WHAT YOU ARE ASKED TO DO: Reproduce word for word the passage of the post below on whether planning could save New York City, beginning at the words "On the one hand, the" and stopping after the words "period of time.".

PAGE EXCERPT:
To what extent could planning save NYC from its ‘death’?

In the wake of the coronavirus pandemic, New York City is facing its biggest economic and fiscal crisis since the mid-1970s. The Big Apple’s recovery prospects are uncertain and hotly debated, but it is already clear that: with tax revenues cratering, the trends of spending of the city government’s pre-pandemic are simply unsustainable. This post will discuss the current economic issues that are facing NYC, the living condition of the local and how could improve the planning in NYC.

On the one hand, the influence of economic downturn and pandemic is too severe to be diminished from planning. In the economic side, it could be argued that how prosper the economic situation depends on various factors including political, cultural and social factors, and it’s considerably hard to change these factors in terms of urban planning. “Planning had long been criticized for its grand visions and its slow, complicated decision-making process.” ( the collaborative planner?) From this aspect, there’s little planning that could have an impact on the economy in a short period of time.

In the pandemic side, the past year of pandemic had significantly changed the life pattern for the majority of people. Since more and more companies asked for their workers to work remotely, people moved away from New York City. Now people were used to the new way of working. In addition to this, they might have moved away because of the high cost of living in such a grand city. As a result, the city is losing residences, with an increasing number of people embracing the way of working remotely.

In brief, the habit of remote working had been quickly formed in people’s lives, while planning could hardly have impact on either the economic side or the pandemic side. It would take years for planning to come true. By that time the idea of remote working would already lay deep in people’s hearts.

On the other hand, it could also be argued that planning, as a government intervention, could save NYC in the post pandemic period through an increase in government spending. This would in turn strengthen NYC to go into an economic recovery.

Although some people would argue the fact these specific features of urban life such as education and work are changing for a post-pandemic world, COVID-19 could also be seen as the opportunity that has offered to change urban centers for the better. More specifically saying, it is an opportunity to accelerate the shift towards the ‘green new deal’ (Milhahn, 2021). NYC could be saved from ‘death’ through post pandemic planning, which can be understood in four essential avenues as Mr. Tant said, they are new housing standards to make people safer and healthier, promoting active travel through non-motorized transport, improving green spaces and reshaping city centres (Milhahn, 2021). While improving housing standards, it is essential in the future to incorporate informal settlements, and planning for the increasing majority of urban poor that have been impacted by the pandemic.

GIVEN ENTRIES:
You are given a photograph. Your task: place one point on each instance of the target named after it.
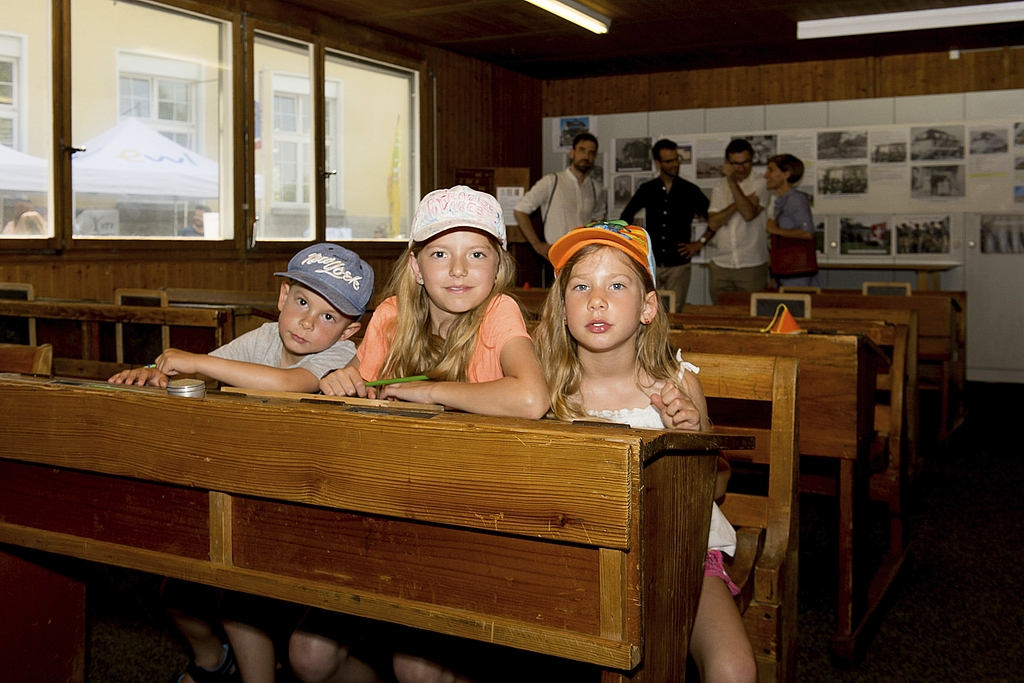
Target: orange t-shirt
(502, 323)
---
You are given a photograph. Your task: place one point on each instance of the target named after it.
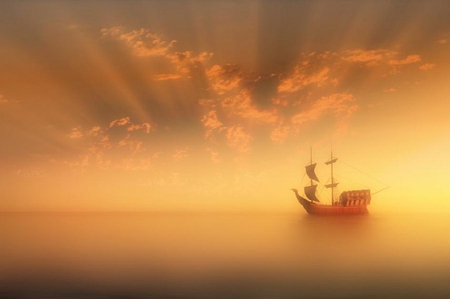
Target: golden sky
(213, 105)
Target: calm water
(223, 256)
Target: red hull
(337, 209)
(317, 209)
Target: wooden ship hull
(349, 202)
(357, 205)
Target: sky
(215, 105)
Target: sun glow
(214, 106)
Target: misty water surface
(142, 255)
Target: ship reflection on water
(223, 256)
* * *
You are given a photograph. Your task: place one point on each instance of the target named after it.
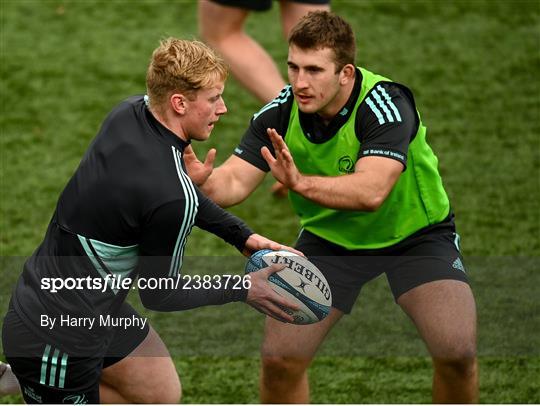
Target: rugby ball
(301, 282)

ANSWER:
On the one hand, the influence of economic downturn and pandemic is too severe to be diminished from planning. In the economic side, it could be argued that how prosper the economic situation depends on various factors including political, cultural and social factors, and it’s considerably hard to change these factors in terms of urban planning. “Planning had long been criticized for its grand visions and its slow, complicated decision-making process.” ( the collaborative planner?) From this aspect, there’s little planning that could have an impact on the economy in a short period of time.